- DIRECTIONS FOR THIS TASK:
Please copy each line from the entries that contains the string "pale".

Segmentation mask data
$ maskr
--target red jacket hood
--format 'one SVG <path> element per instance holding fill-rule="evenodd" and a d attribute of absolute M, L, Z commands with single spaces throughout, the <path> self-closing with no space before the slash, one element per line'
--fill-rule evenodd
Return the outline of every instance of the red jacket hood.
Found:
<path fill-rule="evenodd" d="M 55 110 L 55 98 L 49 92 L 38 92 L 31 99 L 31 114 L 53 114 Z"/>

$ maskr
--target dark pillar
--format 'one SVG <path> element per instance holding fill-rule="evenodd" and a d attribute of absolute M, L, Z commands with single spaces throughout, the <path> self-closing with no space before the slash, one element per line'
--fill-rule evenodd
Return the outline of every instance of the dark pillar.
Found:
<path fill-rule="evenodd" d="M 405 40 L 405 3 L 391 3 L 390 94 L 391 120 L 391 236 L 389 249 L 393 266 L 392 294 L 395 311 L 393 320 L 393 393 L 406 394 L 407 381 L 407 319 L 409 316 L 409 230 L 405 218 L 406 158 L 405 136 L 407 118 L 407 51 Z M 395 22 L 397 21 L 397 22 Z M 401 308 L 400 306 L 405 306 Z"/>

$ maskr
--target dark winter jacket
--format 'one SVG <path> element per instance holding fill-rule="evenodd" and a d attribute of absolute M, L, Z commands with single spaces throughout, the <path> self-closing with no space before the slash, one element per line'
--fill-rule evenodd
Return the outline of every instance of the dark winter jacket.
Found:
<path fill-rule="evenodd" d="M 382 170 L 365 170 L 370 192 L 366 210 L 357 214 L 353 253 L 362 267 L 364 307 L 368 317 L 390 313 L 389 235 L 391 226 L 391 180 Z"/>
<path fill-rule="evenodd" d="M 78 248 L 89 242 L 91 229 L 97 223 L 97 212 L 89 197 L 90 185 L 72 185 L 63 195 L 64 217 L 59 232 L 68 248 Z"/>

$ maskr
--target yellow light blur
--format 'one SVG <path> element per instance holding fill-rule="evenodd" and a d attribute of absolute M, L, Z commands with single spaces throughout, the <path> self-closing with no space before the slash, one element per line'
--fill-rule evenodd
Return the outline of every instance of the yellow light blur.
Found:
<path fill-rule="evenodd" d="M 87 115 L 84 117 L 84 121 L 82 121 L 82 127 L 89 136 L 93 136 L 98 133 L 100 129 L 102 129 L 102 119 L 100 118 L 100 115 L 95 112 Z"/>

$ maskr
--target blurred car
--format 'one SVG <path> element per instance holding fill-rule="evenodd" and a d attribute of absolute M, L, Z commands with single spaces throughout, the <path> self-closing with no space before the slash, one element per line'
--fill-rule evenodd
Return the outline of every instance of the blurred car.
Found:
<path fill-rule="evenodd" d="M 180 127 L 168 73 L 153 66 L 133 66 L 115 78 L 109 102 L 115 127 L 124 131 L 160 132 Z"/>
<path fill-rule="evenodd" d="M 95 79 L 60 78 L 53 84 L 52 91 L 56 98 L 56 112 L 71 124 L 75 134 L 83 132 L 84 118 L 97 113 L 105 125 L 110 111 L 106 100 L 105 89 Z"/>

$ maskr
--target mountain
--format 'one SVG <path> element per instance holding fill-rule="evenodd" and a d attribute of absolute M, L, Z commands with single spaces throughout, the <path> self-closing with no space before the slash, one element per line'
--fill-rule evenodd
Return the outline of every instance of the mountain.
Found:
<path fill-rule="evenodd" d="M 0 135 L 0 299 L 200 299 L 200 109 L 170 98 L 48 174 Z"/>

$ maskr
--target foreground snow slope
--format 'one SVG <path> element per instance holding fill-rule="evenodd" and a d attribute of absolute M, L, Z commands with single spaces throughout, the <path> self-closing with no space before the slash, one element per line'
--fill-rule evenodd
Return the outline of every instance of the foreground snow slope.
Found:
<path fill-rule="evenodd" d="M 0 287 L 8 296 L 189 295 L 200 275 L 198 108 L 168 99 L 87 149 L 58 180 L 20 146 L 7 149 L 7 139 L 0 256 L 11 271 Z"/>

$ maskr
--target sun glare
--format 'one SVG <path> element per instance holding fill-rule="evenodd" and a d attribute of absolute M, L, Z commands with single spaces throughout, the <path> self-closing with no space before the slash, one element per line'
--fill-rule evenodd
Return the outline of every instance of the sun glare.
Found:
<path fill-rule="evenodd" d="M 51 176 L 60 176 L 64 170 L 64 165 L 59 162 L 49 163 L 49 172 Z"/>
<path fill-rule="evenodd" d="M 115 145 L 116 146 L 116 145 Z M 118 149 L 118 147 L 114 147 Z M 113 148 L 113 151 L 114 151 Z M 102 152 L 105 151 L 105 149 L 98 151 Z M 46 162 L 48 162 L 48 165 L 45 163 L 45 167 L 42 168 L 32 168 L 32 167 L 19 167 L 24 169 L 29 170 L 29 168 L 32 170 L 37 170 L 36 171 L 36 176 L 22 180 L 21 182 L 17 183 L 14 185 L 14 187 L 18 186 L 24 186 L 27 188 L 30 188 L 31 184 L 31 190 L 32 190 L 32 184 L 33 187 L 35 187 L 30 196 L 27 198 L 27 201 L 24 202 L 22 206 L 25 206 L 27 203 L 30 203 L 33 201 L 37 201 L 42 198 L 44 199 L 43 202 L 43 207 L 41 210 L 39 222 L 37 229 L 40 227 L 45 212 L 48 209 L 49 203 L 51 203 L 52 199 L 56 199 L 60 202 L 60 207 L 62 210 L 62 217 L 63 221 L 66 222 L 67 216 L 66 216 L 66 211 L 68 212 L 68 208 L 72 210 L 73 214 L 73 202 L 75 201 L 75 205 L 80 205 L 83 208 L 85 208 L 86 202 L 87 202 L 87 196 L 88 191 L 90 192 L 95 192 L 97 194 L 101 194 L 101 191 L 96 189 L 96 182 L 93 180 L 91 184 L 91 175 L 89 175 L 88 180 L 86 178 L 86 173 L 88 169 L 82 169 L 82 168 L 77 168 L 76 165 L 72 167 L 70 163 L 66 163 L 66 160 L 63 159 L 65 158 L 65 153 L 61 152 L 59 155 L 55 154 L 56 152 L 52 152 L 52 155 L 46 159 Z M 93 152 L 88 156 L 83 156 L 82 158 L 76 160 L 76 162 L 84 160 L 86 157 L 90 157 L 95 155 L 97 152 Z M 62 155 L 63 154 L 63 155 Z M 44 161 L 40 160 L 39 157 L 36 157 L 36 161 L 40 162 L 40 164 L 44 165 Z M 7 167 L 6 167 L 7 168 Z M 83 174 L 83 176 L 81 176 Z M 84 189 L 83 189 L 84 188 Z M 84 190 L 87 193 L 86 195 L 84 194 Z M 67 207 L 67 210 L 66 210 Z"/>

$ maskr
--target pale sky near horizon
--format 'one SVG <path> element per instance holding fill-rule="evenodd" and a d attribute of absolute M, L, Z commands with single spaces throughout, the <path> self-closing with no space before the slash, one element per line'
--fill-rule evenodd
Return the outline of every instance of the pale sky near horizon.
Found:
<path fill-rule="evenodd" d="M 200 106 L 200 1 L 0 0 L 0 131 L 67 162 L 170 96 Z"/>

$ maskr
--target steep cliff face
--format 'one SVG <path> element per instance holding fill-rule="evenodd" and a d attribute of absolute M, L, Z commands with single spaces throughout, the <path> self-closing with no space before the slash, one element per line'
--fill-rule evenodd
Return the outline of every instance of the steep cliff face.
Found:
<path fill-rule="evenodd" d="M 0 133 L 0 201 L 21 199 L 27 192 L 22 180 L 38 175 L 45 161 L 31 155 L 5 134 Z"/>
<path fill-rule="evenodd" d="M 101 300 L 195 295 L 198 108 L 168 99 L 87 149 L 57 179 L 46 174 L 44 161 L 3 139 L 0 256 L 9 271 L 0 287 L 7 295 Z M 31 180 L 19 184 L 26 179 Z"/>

- OUTPUT BELOW:
--target pale sky near horizon
Return the outline of every instance of the pale sky near horizon.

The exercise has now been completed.